**TASK BRIEF**
Report, word for word, every line of the material that contains "umbrella".

**EXERCISE DATA**
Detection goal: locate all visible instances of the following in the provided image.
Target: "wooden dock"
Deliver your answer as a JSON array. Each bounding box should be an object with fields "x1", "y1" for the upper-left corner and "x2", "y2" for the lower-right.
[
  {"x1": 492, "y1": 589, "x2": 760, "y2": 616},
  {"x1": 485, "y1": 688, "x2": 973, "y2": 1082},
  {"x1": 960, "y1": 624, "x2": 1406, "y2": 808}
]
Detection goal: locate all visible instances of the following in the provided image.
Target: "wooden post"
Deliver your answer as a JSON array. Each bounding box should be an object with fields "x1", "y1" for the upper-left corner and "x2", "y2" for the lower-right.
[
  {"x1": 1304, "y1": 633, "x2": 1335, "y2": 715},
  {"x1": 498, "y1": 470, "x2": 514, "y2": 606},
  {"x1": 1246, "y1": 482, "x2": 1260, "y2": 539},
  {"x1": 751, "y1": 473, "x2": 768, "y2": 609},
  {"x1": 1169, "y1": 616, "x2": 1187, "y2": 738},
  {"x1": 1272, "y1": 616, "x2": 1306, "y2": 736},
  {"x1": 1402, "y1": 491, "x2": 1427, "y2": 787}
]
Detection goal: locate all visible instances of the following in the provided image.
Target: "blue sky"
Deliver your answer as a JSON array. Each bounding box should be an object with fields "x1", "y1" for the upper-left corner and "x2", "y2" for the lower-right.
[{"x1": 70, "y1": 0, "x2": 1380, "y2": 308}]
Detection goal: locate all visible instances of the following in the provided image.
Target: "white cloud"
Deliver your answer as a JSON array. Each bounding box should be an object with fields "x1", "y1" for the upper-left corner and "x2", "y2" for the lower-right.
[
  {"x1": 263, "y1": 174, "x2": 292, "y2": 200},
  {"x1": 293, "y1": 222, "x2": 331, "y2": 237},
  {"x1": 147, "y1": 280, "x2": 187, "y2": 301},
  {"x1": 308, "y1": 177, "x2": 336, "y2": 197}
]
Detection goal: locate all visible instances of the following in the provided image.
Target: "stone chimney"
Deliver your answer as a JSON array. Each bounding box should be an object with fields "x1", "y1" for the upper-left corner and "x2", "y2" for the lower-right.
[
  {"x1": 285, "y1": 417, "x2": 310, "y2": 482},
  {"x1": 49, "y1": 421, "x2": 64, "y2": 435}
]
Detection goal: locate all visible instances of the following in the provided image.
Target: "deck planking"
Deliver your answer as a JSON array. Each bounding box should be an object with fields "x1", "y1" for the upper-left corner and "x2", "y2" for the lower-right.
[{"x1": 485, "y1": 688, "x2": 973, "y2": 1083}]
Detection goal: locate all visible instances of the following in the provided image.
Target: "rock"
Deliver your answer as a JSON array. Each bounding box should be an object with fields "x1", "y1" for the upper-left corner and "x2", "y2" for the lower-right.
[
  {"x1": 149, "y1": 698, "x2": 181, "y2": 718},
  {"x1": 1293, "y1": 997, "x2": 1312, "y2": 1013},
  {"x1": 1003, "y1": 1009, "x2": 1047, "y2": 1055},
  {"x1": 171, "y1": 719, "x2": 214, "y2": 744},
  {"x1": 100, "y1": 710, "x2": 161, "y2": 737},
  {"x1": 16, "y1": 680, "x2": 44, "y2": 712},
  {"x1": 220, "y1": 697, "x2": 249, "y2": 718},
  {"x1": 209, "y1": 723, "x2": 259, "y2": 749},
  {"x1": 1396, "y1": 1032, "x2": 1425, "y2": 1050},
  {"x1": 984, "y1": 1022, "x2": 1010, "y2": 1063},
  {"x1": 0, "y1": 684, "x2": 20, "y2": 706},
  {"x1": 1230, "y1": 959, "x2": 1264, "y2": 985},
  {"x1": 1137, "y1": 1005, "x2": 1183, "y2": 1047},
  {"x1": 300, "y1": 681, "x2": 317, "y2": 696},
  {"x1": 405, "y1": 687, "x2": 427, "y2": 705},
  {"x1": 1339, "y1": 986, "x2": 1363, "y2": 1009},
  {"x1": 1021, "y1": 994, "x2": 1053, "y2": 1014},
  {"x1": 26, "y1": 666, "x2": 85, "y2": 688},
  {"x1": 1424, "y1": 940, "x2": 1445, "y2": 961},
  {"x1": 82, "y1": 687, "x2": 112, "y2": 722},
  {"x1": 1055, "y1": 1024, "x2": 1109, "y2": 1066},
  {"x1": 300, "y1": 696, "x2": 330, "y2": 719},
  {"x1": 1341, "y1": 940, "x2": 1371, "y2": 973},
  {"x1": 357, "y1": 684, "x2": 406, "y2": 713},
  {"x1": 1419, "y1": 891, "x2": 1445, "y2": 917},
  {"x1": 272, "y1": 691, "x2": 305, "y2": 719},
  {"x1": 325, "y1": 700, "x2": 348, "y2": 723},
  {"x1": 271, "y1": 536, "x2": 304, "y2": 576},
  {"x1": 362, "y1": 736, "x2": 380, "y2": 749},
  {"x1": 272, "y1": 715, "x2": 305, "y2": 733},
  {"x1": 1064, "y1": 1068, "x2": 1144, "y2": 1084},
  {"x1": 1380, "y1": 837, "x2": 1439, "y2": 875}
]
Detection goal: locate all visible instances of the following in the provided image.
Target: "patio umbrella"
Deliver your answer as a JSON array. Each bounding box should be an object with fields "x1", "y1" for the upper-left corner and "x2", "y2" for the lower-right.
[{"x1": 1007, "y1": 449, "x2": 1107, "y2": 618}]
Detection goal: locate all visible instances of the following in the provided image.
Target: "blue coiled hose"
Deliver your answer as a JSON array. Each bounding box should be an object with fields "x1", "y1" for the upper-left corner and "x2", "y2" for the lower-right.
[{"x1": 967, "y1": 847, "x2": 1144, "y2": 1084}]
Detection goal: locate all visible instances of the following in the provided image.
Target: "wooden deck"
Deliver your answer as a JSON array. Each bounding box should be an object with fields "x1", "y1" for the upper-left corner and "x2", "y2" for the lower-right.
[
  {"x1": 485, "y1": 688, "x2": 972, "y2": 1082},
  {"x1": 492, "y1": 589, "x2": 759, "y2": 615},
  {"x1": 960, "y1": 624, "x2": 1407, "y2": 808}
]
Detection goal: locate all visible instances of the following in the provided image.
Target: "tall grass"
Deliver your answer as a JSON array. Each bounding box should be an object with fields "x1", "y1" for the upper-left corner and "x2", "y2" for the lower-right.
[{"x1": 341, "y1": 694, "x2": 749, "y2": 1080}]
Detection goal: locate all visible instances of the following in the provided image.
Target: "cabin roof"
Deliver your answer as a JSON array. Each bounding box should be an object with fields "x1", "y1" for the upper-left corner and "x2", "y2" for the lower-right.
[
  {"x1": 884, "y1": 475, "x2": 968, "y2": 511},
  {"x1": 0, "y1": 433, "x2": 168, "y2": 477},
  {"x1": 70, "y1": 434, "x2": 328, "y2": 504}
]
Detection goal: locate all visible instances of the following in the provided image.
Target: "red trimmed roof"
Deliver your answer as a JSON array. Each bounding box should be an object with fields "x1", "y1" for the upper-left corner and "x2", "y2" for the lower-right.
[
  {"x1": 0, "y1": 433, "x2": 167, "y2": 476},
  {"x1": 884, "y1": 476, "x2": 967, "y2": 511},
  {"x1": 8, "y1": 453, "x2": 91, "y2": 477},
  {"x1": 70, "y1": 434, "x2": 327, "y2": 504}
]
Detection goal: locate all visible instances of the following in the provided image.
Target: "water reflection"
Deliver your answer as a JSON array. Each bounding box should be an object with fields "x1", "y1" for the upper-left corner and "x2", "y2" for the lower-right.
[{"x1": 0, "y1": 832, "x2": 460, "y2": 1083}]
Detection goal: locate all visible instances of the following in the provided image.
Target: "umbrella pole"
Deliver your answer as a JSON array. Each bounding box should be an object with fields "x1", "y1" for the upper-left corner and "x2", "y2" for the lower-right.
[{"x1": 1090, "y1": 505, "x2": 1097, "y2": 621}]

**WRITTEN ANSWER**
Target: "patio umbrella"
Target: "umbrella pole"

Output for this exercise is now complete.